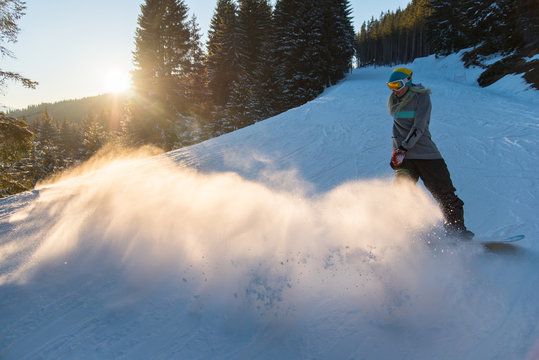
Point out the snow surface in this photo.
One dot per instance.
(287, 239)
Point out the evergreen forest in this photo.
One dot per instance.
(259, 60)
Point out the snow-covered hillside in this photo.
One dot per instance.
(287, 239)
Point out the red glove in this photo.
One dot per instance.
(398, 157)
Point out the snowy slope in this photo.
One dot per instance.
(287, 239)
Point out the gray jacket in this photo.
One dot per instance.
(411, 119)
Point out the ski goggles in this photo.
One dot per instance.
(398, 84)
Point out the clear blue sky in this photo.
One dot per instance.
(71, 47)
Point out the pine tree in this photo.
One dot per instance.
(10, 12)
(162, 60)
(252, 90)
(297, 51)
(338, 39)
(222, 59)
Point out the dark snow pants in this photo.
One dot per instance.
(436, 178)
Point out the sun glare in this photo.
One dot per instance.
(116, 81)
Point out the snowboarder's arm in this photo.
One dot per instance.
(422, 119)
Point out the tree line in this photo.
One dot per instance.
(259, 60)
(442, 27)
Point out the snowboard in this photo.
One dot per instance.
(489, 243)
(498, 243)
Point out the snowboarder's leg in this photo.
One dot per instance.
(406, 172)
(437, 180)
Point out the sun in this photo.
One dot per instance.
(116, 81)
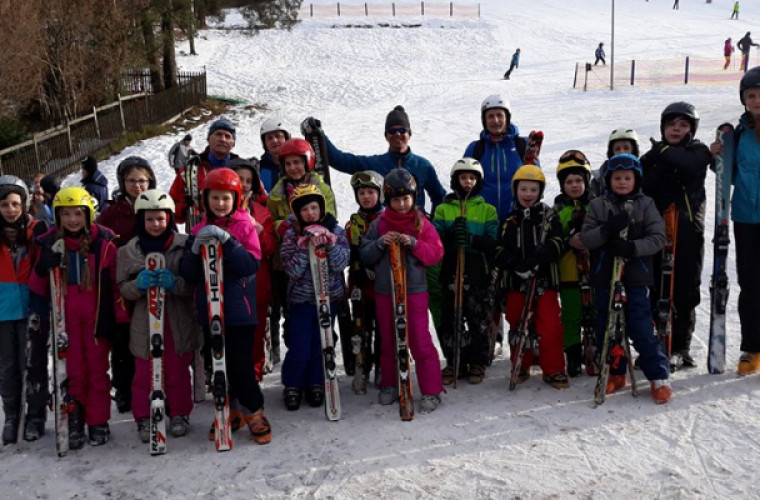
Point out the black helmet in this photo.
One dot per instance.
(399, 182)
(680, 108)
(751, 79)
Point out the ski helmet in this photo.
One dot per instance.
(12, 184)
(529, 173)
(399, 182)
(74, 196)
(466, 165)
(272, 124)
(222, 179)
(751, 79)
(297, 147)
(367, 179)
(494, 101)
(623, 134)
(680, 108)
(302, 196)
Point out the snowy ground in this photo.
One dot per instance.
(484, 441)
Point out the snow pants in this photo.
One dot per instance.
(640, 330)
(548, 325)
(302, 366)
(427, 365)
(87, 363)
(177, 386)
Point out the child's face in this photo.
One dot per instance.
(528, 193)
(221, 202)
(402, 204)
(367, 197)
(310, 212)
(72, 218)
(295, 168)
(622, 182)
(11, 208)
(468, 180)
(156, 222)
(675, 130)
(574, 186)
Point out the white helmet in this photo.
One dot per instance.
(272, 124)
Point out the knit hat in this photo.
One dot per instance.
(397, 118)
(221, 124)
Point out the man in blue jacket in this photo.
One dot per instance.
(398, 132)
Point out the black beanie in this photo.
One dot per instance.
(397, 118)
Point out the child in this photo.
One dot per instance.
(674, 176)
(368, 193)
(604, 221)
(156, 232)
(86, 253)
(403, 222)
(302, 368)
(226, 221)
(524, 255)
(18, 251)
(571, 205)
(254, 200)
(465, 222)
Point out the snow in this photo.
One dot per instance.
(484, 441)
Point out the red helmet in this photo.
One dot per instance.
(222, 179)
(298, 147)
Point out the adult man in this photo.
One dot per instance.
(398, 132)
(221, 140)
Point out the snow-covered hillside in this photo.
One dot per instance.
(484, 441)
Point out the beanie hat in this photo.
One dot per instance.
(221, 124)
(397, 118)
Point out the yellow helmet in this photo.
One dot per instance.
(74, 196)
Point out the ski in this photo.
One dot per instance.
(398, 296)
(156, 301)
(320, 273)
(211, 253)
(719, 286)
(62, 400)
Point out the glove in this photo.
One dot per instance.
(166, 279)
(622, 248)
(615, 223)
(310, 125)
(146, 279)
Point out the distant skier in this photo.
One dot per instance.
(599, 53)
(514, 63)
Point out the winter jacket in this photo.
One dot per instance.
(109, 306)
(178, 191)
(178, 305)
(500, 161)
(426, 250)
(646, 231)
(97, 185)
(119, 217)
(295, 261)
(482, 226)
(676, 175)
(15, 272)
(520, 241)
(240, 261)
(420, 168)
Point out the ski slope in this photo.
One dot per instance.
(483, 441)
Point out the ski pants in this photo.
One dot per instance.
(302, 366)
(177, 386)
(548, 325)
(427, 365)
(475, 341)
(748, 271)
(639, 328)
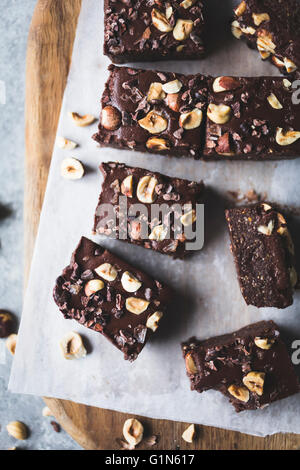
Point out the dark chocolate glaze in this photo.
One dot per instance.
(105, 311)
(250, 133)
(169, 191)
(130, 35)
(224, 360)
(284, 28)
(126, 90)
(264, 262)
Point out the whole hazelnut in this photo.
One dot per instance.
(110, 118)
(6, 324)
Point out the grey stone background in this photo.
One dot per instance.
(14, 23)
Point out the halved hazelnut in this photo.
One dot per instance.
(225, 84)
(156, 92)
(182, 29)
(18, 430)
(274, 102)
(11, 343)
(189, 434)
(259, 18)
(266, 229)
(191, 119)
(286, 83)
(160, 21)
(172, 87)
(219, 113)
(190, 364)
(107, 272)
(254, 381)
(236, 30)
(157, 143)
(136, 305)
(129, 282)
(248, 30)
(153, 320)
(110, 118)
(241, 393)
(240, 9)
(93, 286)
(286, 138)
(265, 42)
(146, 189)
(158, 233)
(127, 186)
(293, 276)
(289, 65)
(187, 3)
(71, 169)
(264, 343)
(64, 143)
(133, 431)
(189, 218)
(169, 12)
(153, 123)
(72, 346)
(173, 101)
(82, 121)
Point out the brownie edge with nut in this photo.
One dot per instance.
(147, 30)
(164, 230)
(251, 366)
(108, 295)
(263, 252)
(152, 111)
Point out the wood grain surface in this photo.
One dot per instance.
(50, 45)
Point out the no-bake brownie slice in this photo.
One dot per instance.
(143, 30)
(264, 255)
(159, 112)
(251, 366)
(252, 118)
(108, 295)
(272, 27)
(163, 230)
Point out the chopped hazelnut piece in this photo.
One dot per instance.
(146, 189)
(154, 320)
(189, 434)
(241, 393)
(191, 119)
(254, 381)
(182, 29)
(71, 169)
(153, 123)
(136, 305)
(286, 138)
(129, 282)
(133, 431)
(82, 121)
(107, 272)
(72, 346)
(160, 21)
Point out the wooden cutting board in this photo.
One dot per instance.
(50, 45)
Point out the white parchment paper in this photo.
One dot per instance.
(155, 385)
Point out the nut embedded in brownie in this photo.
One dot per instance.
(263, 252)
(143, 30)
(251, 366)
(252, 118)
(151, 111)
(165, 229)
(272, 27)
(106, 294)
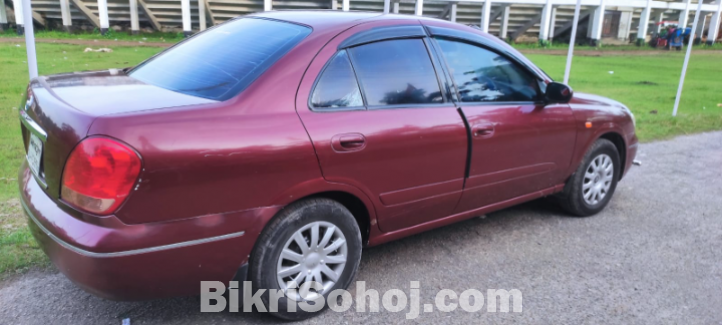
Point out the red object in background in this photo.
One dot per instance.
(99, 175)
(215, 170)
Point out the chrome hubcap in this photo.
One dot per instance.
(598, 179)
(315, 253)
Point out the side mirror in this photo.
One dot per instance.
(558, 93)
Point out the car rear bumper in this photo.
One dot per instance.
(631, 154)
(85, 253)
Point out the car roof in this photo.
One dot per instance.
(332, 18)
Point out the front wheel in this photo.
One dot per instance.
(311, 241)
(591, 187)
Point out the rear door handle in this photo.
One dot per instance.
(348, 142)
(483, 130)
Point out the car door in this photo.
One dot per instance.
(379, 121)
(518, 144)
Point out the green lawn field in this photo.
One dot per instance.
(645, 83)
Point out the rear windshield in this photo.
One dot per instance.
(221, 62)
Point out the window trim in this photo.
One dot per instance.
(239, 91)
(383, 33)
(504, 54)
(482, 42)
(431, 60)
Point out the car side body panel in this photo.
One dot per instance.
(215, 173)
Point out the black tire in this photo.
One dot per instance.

■ ■ ■

Given task — Copy the material above exactly and drop the pictures.

Reply —
Point out the snow surface in this photo.
One dot per instance.
(287, 239)
Point out the evergreen forest in this photo.
One dot per instance.
(259, 60)
Point out the snow-covered hillside in this photo.
One dot per instance.
(287, 239)
Point out the red glove in this photo.
One dot per instance.
(398, 157)
Point out the snowy slope in this photo.
One dot per instance.
(287, 239)
Point out the gray jacket in this photo.
One dot per instance.
(411, 119)
Point out the ski goggles in this photo.
One dot per instance.
(398, 84)
Point out the clear blue sky in this photo.
One dot per instance.
(71, 47)
Point out the pine tree in this photo.
One dot per instance.
(10, 12)
(162, 60)
(252, 90)
(297, 51)
(338, 39)
(222, 59)
Point out the dark snow pants in this photo.
One dot per instance.
(436, 178)
Point out the sun glare in this photo.
One dot per instance.
(116, 81)
Point out the snowboarder's arm in this photo.
One dot per instance.
(422, 119)
Point out the tree line in this photo.
One dot per instance.
(259, 60)
(442, 27)
Point out the snowboard in this photo.
One dot per instance.
(489, 243)
(498, 243)
Point out the snowboarder's leg in this photo.
One dot per instance.
(406, 172)
(437, 180)
Point out the sun in this photo.
One dot per instance.
(116, 81)
Point out the black helmet in this photo.
One dot per instance.
(399, 182)
(680, 108)
(751, 79)
Point out the ski helmet in this photo.
One dot per instance.
(12, 184)
(529, 173)
(399, 182)
(74, 196)
(466, 165)
(272, 124)
(222, 179)
(751, 79)
(297, 147)
(367, 179)
(494, 101)
(623, 134)
(680, 108)
(302, 196)
Point out the snowy ground in this photo.
One dot per instance.
(484, 441)
Point out the snow pants in this photo.
One dot per instance.
(640, 330)
(548, 325)
(302, 366)
(427, 365)
(87, 363)
(177, 386)
Point out the child's face in this photo.
One dot per instance.
(528, 193)
(221, 202)
(402, 204)
(367, 197)
(310, 212)
(72, 218)
(295, 168)
(622, 182)
(11, 208)
(468, 180)
(156, 222)
(675, 130)
(574, 186)
Point out the white helmet in this photo.
One dot per instance.
(272, 124)
Point out the knit hat in this photo.
One dot per instance.
(397, 118)
(221, 124)
Point out the man in blue jacket in this photo.
One dot per instance.
(398, 132)
Point out the black beanie in this photo.
One dot per instance.
(397, 118)
Point out the child in this photo.
One dot per instance.
(674, 176)
(368, 193)
(604, 221)
(156, 232)
(86, 253)
(403, 222)
(302, 368)
(226, 221)
(524, 255)
(18, 251)
(571, 205)
(254, 200)
(465, 222)
Point out the snow in this photo.
One dot per instance.
(484, 441)
Point out the red helmet in this photo.
One dot per instance.
(222, 179)
(298, 147)
Point out the adult man in this photo.
One dot per instance.
(398, 132)
(221, 140)
Point out the snow-covered hillside in this photo.
One dot per instance.
(484, 441)
Point out the beanie hat in this photo.
One dot per instance.
(221, 124)
(397, 118)
Point out the yellow helmet in this photo.
One dot per instance.
(74, 196)
Point out the ski in this photo.
One dot per instance.
(398, 296)
(156, 301)
(320, 273)
(211, 253)
(719, 286)
(62, 400)
Point out the glove in this photo.
One dot per instance.
(166, 279)
(622, 248)
(615, 223)
(310, 125)
(146, 279)
Point out the distant skier in this photo.
One dot per instance.
(599, 53)
(514, 63)
Point out the winter jacket in this photo.
One dot per instance.
(109, 306)
(178, 191)
(178, 305)
(500, 161)
(426, 250)
(646, 231)
(97, 185)
(119, 217)
(295, 261)
(482, 226)
(676, 175)
(15, 272)
(520, 241)
(240, 261)
(420, 168)
Point out the ski slope in this photo.
One dot per instance.
(483, 441)
Point out the ski pants in this photo.
One dot per instance.
(302, 366)
(177, 386)
(548, 325)
(427, 365)
(475, 341)
(748, 271)
(639, 328)
Point out the dark chocolate glaze in this photo.
One dot per instance.
(105, 311)
(250, 133)
(169, 191)
(130, 35)
(224, 360)
(284, 28)
(126, 90)
(264, 262)
Point out the whole hazelnut in this photo.
One dot per instance.
(110, 118)
(6, 324)
Point out the grey stone background in this photo.
One dot per instance.
(14, 23)
Point out the halved hazelnut in this photo.
One dot per instance.
(225, 84)
(156, 92)
(182, 29)
(18, 430)
(274, 102)
(11, 343)
(189, 434)
(259, 18)
(266, 229)
(191, 119)
(286, 83)
(160, 21)
(172, 87)
(219, 113)
(190, 364)
(107, 272)
(254, 381)
(236, 30)
(157, 143)
(136, 305)
(129, 282)
(248, 30)
(153, 320)
(110, 118)
(241, 393)
(240, 9)
(93, 286)
(286, 138)
(265, 42)
(146, 189)
(158, 233)
(127, 186)
(293, 276)
(289, 65)
(187, 3)
(71, 169)
(264, 343)
(64, 143)
(133, 431)
(189, 218)
(169, 12)
(153, 123)
(72, 346)
(173, 101)
(82, 121)
Point out the brownie edge with nut in this photo.
One dot per instance.
(147, 30)
(164, 230)
(251, 366)
(108, 295)
(263, 252)
(152, 111)
Point out the wood grain surface in this photo.
One dot per instance.
(50, 45)
Point out the no-bake brownie slice in this photo.
One dot per instance.
(143, 30)
(264, 255)
(159, 112)
(251, 366)
(252, 118)
(108, 295)
(272, 27)
(163, 230)
Point out the chopped hazelnut piece in this photo.
One dot per instance.
(146, 189)
(154, 320)
(189, 434)
(241, 393)
(191, 119)
(254, 381)
(182, 29)
(71, 169)
(153, 123)
(136, 305)
(286, 138)
(129, 282)
(133, 431)
(82, 121)
(107, 272)
(72, 346)
(160, 21)
Point out the wooden cutting board in this photo.
One dot per instance.
(50, 45)
Point out the white parchment paper in this photo.
One dot per instance.
(155, 385)
Point out the nut embedded in brownie in this photo.
One dot per instance.
(263, 252)
(143, 30)
(251, 366)
(252, 118)
(151, 111)
(165, 229)
(272, 27)
(106, 294)
Point out the red object in background in this photo.
One dot per instance.
(99, 175)
(215, 170)
Point out the chrome hubcap in this photo.
One dot per instance.
(598, 179)
(315, 253)
Point out the side mirror in this photo.
One dot per instance.
(558, 93)
Point out the car rear bumper in this photo.
One dot per instance.
(631, 154)
(85, 253)
Point out the car roof in this photo.
One dot per instance.
(332, 18)
Point out the front wheel in this photo.
One dot per instance.
(311, 241)
(591, 187)
Point out the rear door handle in this photo.
One dot per instance.
(348, 142)
(483, 130)
Point out the car door in this photo.
One dot per instance.
(379, 121)
(518, 144)
Point out the green lawn field in this photo.
One dot per instance.
(645, 83)
Point out the rear windshield in this photo.
One dot per instance.
(221, 62)
Point out the window trim in this photo.
One dot per instance.
(239, 91)
(383, 33)
(504, 54)
(482, 42)
(431, 60)
Point out the car side body panel in this photo.
One dot per instance.
(215, 173)
Point out the black tire in this photo.
One dot per instance.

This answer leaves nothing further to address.